── DATA SUPPLIED ──

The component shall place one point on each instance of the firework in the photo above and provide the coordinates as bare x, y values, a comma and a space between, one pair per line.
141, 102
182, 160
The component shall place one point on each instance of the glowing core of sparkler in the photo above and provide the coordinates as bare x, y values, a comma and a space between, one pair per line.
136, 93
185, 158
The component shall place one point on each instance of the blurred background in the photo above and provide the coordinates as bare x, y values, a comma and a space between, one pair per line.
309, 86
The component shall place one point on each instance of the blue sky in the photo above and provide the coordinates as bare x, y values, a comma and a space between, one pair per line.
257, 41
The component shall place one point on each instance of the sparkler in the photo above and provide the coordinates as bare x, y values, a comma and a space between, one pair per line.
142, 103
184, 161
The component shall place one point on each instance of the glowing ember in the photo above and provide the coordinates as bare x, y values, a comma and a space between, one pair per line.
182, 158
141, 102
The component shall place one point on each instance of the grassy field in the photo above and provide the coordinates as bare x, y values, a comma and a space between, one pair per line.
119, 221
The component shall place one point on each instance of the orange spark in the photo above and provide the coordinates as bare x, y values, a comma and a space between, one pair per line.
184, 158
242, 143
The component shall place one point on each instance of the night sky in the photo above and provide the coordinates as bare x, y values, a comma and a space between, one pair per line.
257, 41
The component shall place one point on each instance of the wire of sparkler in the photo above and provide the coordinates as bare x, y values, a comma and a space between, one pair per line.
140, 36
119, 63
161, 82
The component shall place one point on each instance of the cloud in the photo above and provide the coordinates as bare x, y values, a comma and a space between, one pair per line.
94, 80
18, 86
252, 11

───

▸ **HOW TO COMPLETE THIS TASK**
Give the data again. Keep every line identical.

▸ **EXERCISE OUTPUT**
The component shall place one point on each instance of the firework in the photo above and provide the coordinates as bare x, y values, a comma and a space between, one pair per line.
141, 102
182, 160
The component shall place one point on each instance of the glowing core of sparkler in the photo above and provide the coordinates as bare x, y values, a comma and a space between, one pair per line.
136, 93
185, 158
The component shall place one point on each instance of the blurred background in the photo above and provide the coordinates as bare x, y values, a comma and a space between, one pair per line.
309, 86
The component shall place one point on each instance of the blue sky in the photo above and provide the coordinates as bare x, y values, a comma and a space between, one pair per line.
257, 41
The component shall place one point on each instance of the sparkler in the photo above and provide the coordinates as bare x, y values, a comma and a space between, one pair per line.
142, 103
184, 161
The component shall place one point on each instance of the glowing ember in the photo above and provide the coordinates as bare x, y values, a comma and a space between, one pair per line.
182, 158
141, 102
The component shall place one point on each instance of the grassy field in the photo above and provide the coordinates as bare x, y values, a comma and a space between, one pair per line.
119, 221
The component shall place one point on each instance of the orange spark in the photo above and provide the coordinates as bare x, y values, a comma and a space between, one pair per line.
184, 158
242, 143
The component shall place one point on each instance of the night sky in the photo above and provide the coordinates as bare x, y values, a comma and a space between, one pair per line.
257, 41
The component shall place one point on each instance of the wire of sparkler in the photo above and provide the coordinates as bare x, y values, a comma and a space between, one pair per line.
140, 36
119, 63
161, 82
The component shall place one point on each instance of the cloud in the photo above and provide the coordinates as bare x, y values, a comma and a space between, one pair per line.
94, 80
18, 86
252, 11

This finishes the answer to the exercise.